* Work instructions:
Rewrite the stretch from the start of the records through the line containing "top-left (471, 39), bottom-right (514, 76)", requests included, adding 58 to every bounding-box coordinate in the answers. Leave the requests and their format samples unchanged, omit the pictures, and give only this stretch.

* Source records:
· · · ·

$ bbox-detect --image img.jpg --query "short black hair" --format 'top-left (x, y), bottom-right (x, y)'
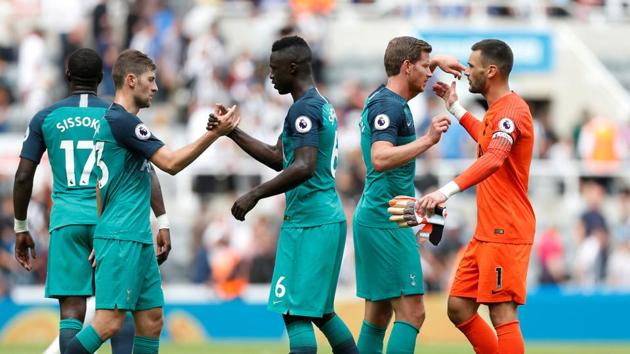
top-left (68, 48), bottom-right (103, 85)
top-left (112, 49), bottom-right (157, 89)
top-left (271, 36), bottom-right (313, 64)
top-left (383, 36), bottom-right (433, 77)
top-left (471, 39), bottom-right (514, 76)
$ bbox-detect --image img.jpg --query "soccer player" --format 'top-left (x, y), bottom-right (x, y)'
top-left (13, 48), bottom-right (170, 354)
top-left (65, 50), bottom-right (239, 354)
top-left (215, 36), bottom-right (357, 354)
top-left (353, 37), bottom-right (464, 353)
top-left (417, 39), bottom-right (536, 354)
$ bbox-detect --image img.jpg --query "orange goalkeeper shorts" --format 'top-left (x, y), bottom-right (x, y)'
top-left (450, 238), bottom-right (532, 305)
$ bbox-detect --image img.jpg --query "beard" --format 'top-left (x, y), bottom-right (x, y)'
top-left (134, 97), bottom-right (151, 108)
top-left (468, 77), bottom-right (486, 93)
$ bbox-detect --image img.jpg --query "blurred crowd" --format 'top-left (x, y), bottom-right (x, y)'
top-left (0, 0), bottom-right (630, 298)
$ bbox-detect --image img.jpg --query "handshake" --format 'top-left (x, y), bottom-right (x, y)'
top-left (387, 195), bottom-right (446, 246)
top-left (206, 103), bottom-right (241, 135)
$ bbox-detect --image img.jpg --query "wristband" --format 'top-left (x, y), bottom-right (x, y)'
top-left (156, 214), bottom-right (170, 230)
top-left (13, 219), bottom-right (28, 234)
top-left (438, 181), bottom-right (460, 199)
top-left (448, 101), bottom-right (468, 120)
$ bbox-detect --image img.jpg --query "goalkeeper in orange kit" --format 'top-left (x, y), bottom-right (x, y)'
top-left (390, 40), bottom-right (536, 354)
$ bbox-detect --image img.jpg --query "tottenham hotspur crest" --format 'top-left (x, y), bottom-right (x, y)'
top-left (135, 123), bottom-right (151, 140)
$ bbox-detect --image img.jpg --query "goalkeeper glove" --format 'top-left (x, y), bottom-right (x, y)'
top-left (387, 196), bottom-right (446, 246)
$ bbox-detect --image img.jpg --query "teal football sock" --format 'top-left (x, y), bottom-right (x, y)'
top-left (133, 336), bottom-right (160, 354)
top-left (320, 314), bottom-right (358, 354)
top-left (59, 318), bottom-right (83, 353)
top-left (357, 321), bottom-right (387, 354)
top-left (74, 325), bottom-right (103, 354)
top-left (287, 321), bottom-right (317, 354)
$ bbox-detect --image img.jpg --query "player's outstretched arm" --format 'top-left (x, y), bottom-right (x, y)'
top-left (429, 55), bottom-right (466, 79)
top-left (206, 103), bottom-right (282, 171)
top-left (151, 106), bottom-right (241, 175)
top-left (227, 128), bottom-right (282, 171)
top-left (433, 81), bottom-right (481, 141)
top-left (13, 158), bottom-right (37, 271)
top-left (232, 146), bottom-right (317, 221)
top-left (416, 137), bottom-right (512, 215)
top-left (371, 114), bottom-right (451, 172)
top-left (151, 168), bottom-right (171, 264)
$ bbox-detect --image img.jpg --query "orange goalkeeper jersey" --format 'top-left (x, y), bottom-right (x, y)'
top-left (475, 92), bottom-right (536, 244)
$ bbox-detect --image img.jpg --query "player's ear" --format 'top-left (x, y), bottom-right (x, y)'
top-left (400, 59), bottom-right (412, 75)
top-left (488, 64), bottom-right (499, 79)
top-left (125, 74), bottom-right (137, 88)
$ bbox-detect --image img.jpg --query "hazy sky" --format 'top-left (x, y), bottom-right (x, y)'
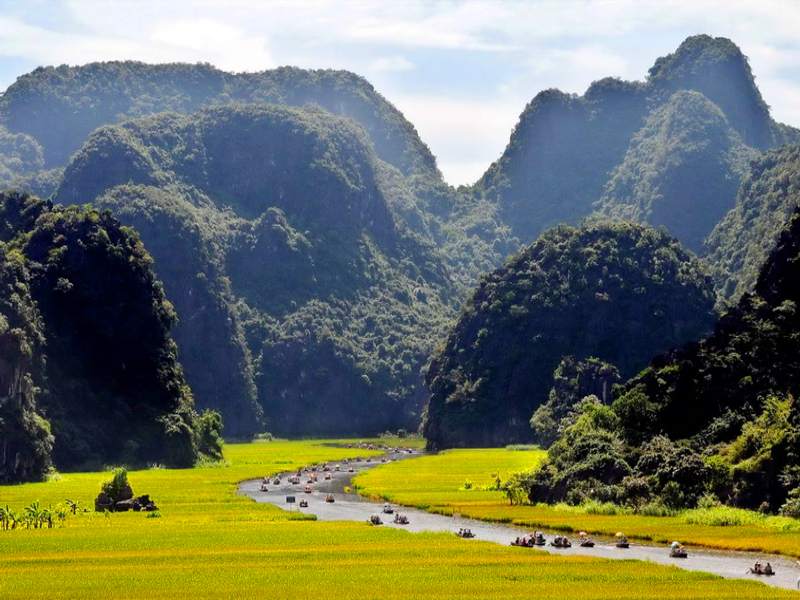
top-left (0, 0), bottom-right (800, 184)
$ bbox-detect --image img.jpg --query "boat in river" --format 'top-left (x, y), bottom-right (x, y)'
top-left (669, 542), bottom-right (689, 558)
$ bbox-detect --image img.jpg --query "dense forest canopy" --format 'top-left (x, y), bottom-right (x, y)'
top-left (55, 104), bottom-right (454, 435)
top-left (0, 193), bottom-right (219, 481)
top-left (475, 35), bottom-right (800, 251)
top-left (528, 211), bottom-right (800, 515)
top-left (0, 35), bottom-right (800, 448)
top-left (0, 61), bottom-right (436, 179)
top-left (424, 223), bottom-right (714, 448)
top-left (706, 146), bottom-right (800, 303)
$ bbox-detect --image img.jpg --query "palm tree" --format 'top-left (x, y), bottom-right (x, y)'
top-left (25, 500), bottom-right (42, 529)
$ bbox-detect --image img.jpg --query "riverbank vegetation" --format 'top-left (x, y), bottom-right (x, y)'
top-left (356, 449), bottom-right (800, 557)
top-left (0, 439), bottom-right (792, 600)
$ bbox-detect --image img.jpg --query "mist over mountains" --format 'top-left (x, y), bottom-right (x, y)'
top-left (0, 35), bottom-right (800, 478)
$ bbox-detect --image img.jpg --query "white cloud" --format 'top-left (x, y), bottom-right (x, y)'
top-left (0, 0), bottom-right (800, 183)
top-left (367, 56), bottom-right (414, 73)
top-left (392, 95), bottom-right (525, 185)
top-left (149, 19), bottom-right (274, 71)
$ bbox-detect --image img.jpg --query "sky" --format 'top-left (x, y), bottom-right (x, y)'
top-left (0, 0), bottom-right (800, 185)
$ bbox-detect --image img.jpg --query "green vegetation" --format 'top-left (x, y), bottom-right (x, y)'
top-left (531, 356), bottom-right (620, 447)
top-left (356, 448), bottom-right (800, 557)
top-left (0, 442), bottom-right (791, 600)
top-left (424, 223), bottom-right (714, 448)
top-left (56, 105), bottom-right (460, 436)
top-left (528, 211), bottom-right (800, 514)
top-left (0, 193), bottom-right (213, 481)
top-left (474, 35), bottom-right (800, 250)
top-left (0, 61), bottom-right (436, 174)
top-left (597, 91), bottom-right (757, 252)
top-left (706, 146), bottom-right (800, 305)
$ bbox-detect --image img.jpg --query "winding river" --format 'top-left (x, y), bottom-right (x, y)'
top-left (239, 454), bottom-right (800, 589)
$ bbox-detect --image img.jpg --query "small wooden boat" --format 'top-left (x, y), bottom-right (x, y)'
top-left (456, 527), bottom-right (475, 539)
top-left (511, 535), bottom-right (534, 548)
top-left (669, 542), bottom-right (689, 558)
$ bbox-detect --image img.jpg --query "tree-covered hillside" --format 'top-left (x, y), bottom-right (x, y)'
top-left (596, 91), bottom-right (757, 253)
top-left (0, 61), bottom-right (436, 175)
top-left (424, 223), bottom-right (714, 448)
top-left (475, 35), bottom-right (800, 250)
top-left (0, 193), bottom-right (216, 481)
top-left (706, 146), bottom-right (800, 304)
top-left (530, 210), bottom-right (800, 516)
top-left (56, 104), bottom-right (453, 435)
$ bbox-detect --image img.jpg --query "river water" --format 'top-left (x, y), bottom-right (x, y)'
top-left (239, 454), bottom-right (800, 589)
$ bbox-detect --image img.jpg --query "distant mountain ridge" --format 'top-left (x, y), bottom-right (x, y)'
top-left (0, 61), bottom-right (436, 175)
top-left (55, 104), bottom-right (453, 435)
top-left (475, 35), bottom-right (800, 252)
top-left (0, 35), bottom-right (800, 442)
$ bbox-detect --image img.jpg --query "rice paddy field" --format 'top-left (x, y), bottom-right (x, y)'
top-left (356, 449), bottom-right (800, 557)
top-left (0, 441), bottom-right (796, 600)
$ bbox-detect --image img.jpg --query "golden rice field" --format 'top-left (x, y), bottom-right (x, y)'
top-left (0, 441), bottom-right (794, 600)
top-left (356, 449), bottom-right (800, 557)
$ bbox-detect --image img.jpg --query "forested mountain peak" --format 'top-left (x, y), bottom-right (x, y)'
top-left (530, 209), bottom-right (800, 511)
top-left (474, 35), bottom-right (800, 250)
top-left (0, 193), bottom-right (216, 481)
top-left (707, 145), bottom-right (800, 304)
top-left (424, 222), bottom-right (714, 448)
top-left (0, 61), bottom-right (438, 176)
top-left (56, 103), bottom-right (453, 435)
top-left (595, 90), bottom-right (757, 253)
top-left (647, 35), bottom-right (780, 148)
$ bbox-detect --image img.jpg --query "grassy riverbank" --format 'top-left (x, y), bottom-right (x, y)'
top-left (356, 449), bottom-right (800, 557)
top-left (0, 441), bottom-right (794, 600)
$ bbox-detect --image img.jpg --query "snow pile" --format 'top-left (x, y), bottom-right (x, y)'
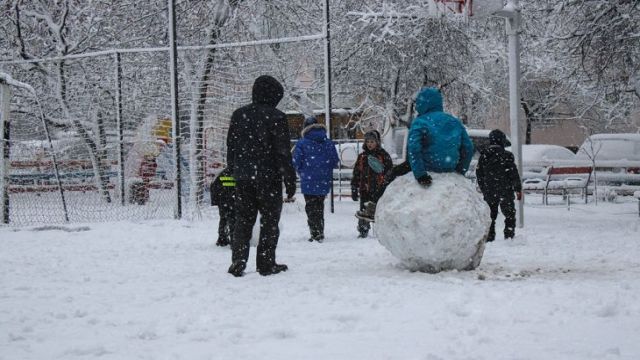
top-left (375, 173), bottom-right (491, 273)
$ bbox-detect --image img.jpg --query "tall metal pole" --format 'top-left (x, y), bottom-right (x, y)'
top-left (505, 0), bottom-right (524, 228)
top-left (0, 80), bottom-right (11, 224)
top-left (115, 52), bottom-right (127, 206)
top-left (167, 0), bottom-right (182, 219)
top-left (323, 0), bottom-right (335, 213)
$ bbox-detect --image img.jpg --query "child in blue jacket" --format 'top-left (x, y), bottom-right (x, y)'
top-left (356, 87), bottom-right (473, 221)
top-left (293, 116), bottom-right (340, 243)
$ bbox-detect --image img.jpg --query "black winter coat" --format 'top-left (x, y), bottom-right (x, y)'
top-left (351, 146), bottom-right (393, 200)
top-left (227, 76), bottom-right (296, 188)
top-left (476, 145), bottom-right (522, 201)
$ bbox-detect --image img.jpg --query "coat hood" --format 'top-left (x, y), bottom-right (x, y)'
top-left (300, 124), bottom-right (327, 142)
top-left (251, 75), bottom-right (284, 107)
top-left (416, 87), bottom-right (442, 116)
top-left (489, 129), bottom-right (511, 147)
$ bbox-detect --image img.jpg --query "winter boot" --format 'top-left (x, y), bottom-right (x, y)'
top-left (258, 264), bottom-right (289, 276)
top-left (356, 201), bottom-right (376, 222)
top-left (504, 227), bottom-right (516, 240)
top-left (487, 223), bottom-right (496, 242)
top-left (216, 237), bottom-right (229, 246)
top-left (228, 260), bottom-right (247, 277)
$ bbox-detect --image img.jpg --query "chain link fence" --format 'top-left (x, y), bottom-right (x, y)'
top-left (0, 7), bottom-right (327, 226)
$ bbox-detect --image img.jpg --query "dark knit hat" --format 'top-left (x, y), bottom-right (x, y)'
top-left (489, 129), bottom-right (511, 147)
top-left (364, 130), bottom-right (380, 145)
top-left (302, 116), bottom-right (318, 127)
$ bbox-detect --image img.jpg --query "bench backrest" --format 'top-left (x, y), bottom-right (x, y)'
top-left (547, 166), bottom-right (593, 175)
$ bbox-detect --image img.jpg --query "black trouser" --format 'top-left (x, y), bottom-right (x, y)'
top-left (231, 180), bottom-right (282, 271)
top-left (485, 195), bottom-right (516, 237)
top-left (304, 195), bottom-right (325, 238)
top-left (218, 205), bottom-right (235, 243)
top-left (369, 161), bottom-right (411, 202)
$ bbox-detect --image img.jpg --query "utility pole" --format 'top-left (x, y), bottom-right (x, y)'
top-left (493, 0), bottom-right (524, 228)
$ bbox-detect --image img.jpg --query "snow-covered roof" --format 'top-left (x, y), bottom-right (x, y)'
top-left (576, 134), bottom-right (640, 161)
top-left (589, 133), bottom-right (640, 141)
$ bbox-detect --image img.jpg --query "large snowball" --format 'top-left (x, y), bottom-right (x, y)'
top-left (249, 198), bottom-right (307, 247)
top-left (375, 173), bottom-right (491, 273)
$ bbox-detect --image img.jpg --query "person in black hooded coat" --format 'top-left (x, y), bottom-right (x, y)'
top-left (476, 129), bottom-right (522, 241)
top-left (351, 130), bottom-right (393, 238)
top-left (227, 75), bottom-right (296, 277)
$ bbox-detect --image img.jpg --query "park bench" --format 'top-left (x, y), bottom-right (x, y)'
top-left (523, 166), bottom-right (593, 207)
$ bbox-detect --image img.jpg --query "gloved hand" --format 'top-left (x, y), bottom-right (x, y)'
top-left (351, 188), bottom-right (360, 201)
top-left (418, 174), bottom-right (432, 187)
top-left (285, 183), bottom-right (296, 199)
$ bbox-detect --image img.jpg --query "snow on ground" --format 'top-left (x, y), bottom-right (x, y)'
top-left (0, 197), bottom-right (640, 360)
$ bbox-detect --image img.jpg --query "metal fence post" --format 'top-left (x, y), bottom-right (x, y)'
top-left (167, 0), bottom-right (182, 219)
top-left (0, 80), bottom-right (11, 224)
top-left (115, 51), bottom-right (127, 206)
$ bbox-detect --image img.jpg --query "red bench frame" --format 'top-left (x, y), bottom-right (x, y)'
top-left (542, 166), bottom-right (593, 206)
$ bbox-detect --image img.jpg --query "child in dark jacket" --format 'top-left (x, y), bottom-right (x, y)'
top-left (211, 168), bottom-right (236, 246)
top-left (476, 129), bottom-right (522, 241)
top-left (351, 130), bottom-right (393, 238)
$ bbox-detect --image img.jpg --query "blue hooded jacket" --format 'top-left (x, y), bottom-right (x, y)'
top-left (293, 124), bottom-right (340, 195)
top-left (408, 87), bottom-right (473, 179)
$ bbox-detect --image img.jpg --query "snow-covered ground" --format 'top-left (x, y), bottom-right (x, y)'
top-left (0, 197), bottom-right (640, 360)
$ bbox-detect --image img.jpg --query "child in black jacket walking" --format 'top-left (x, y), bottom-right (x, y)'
top-left (211, 168), bottom-right (236, 246)
top-left (351, 130), bottom-right (393, 238)
top-left (476, 129), bottom-right (522, 241)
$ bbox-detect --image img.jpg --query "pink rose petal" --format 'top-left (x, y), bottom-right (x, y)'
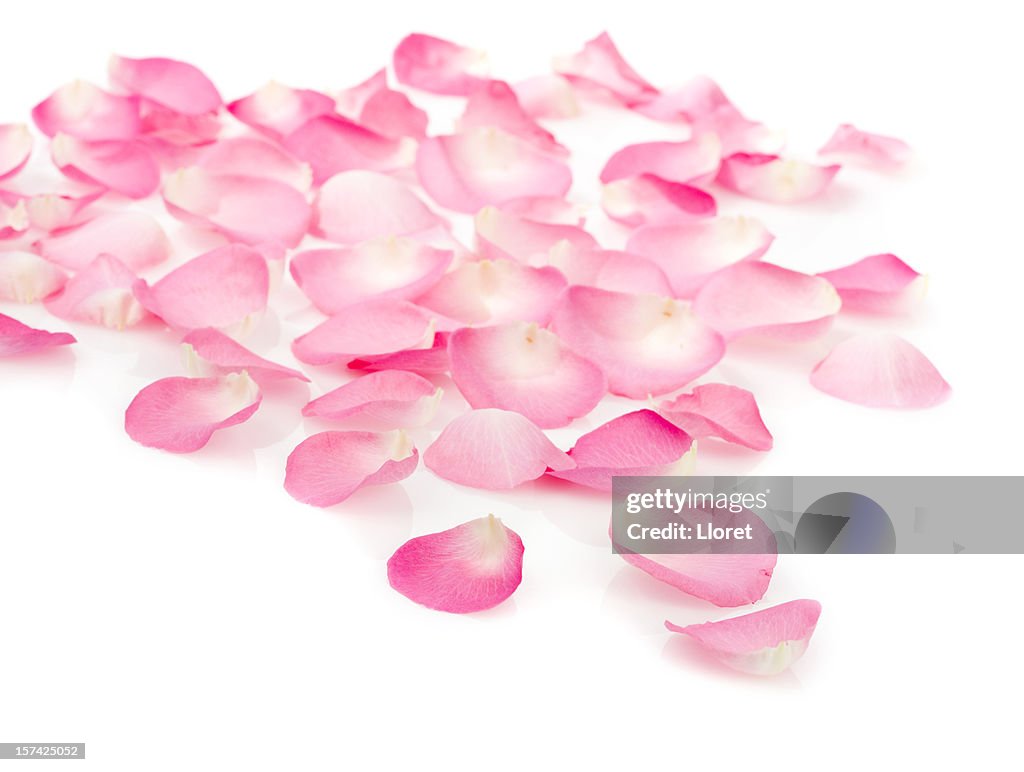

· · · ·

* Correct result:
$ bbox-detect --image img.jpg --query "short black hair" --format 'top-left (x, y), bottom-right (x, y)'
top-left (126, 106), bottom-right (161, 143)
top-left (170, 107), bottom-right (215, 147)
top-left (329, 94), bottom-right (371, 122)
top-left (441, 94), bottom-right (491, 135)
top-left (529, 97), bottom-right (572, 134)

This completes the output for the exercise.